(Detection annotation records)
···

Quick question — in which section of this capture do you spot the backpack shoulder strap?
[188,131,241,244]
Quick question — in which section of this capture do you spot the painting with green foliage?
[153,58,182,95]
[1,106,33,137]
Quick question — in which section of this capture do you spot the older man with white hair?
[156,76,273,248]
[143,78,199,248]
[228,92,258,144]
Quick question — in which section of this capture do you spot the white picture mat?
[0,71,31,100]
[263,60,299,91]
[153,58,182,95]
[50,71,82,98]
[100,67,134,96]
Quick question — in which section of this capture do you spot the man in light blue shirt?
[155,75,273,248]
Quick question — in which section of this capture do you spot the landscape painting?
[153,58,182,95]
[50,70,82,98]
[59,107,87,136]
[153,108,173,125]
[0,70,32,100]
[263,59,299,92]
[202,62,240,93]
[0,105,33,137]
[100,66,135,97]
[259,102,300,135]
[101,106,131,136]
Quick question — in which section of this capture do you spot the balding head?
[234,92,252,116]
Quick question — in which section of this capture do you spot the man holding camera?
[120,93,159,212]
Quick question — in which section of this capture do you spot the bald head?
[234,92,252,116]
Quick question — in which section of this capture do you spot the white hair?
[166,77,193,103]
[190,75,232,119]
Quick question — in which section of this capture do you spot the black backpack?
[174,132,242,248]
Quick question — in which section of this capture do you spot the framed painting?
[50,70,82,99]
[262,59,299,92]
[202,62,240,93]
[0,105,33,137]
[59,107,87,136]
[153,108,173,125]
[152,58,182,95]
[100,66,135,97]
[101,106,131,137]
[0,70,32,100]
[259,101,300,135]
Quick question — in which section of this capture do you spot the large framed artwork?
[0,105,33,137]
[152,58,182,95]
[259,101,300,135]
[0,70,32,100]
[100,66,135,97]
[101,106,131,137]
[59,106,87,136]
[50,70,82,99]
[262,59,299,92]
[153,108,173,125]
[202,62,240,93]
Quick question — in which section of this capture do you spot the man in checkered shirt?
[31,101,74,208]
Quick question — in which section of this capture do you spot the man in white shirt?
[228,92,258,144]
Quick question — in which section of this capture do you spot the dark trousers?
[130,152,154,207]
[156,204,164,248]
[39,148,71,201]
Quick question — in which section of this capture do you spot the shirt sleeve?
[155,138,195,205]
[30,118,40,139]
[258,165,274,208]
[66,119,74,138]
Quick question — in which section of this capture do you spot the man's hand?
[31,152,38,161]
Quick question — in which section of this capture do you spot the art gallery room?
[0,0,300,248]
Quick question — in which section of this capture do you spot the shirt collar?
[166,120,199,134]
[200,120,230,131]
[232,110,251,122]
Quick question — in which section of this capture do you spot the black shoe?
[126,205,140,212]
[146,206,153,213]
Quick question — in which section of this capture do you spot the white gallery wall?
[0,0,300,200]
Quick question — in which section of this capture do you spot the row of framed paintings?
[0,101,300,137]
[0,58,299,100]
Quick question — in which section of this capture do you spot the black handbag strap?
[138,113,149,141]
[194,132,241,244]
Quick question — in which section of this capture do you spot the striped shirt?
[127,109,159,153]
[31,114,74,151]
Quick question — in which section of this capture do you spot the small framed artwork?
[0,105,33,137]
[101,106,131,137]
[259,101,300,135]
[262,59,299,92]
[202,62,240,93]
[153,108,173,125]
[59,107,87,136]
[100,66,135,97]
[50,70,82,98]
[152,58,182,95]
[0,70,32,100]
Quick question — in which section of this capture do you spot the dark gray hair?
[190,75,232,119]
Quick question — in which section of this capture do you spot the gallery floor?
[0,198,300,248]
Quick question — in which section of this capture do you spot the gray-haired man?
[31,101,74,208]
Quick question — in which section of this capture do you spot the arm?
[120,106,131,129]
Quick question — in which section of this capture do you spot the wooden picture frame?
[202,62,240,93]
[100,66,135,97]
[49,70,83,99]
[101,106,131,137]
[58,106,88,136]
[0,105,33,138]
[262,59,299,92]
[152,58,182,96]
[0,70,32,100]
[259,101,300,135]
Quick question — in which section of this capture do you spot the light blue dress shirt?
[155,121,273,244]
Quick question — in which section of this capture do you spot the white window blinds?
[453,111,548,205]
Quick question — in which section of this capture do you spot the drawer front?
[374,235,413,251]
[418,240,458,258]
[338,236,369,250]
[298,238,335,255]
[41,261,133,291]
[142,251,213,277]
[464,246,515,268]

···

*The request*:
Rewrite the stretch of data from the start through the line containing "[101,106,131,136]", putting "see" in place of "spot" wherever it occurs and keeping everything else the same.

*Complete output*:
Quick question — in which section of this capture do you see the backpack shoulder strap?
[188,131,241,244]
Quick question — in which section of this capture do you see the painting with green foliage?
[153,58,182,95]
[1,106,33,137]
Quick question — in which section of this capture do you see the older man with white hair?
[156,76,273,248]
[143,78,199,248]
[228,92,258,144]
Quick question — in which section of this capture do you see the white picture mat?
[0,71,31,100]
[263,60,299,91]
[153,58,182,95]
[50,71,82,98]
[100,67,134,96]
Quick question — in which section of this capture do you see the man in light blue shirt?
[155,75,273,248]
Quick question — in which section of this capture do you see the landscape painting?
[153,58,182,95]
[50,70,82,98]
[59,107,87,136]
[153,108,173,125]
[0,70,32,100]
[263,59,299,92]
[202,62,240,93]
[0,105,33,137]
[100,66,135,97]
[259,102,300,135]
[101,106,131,136]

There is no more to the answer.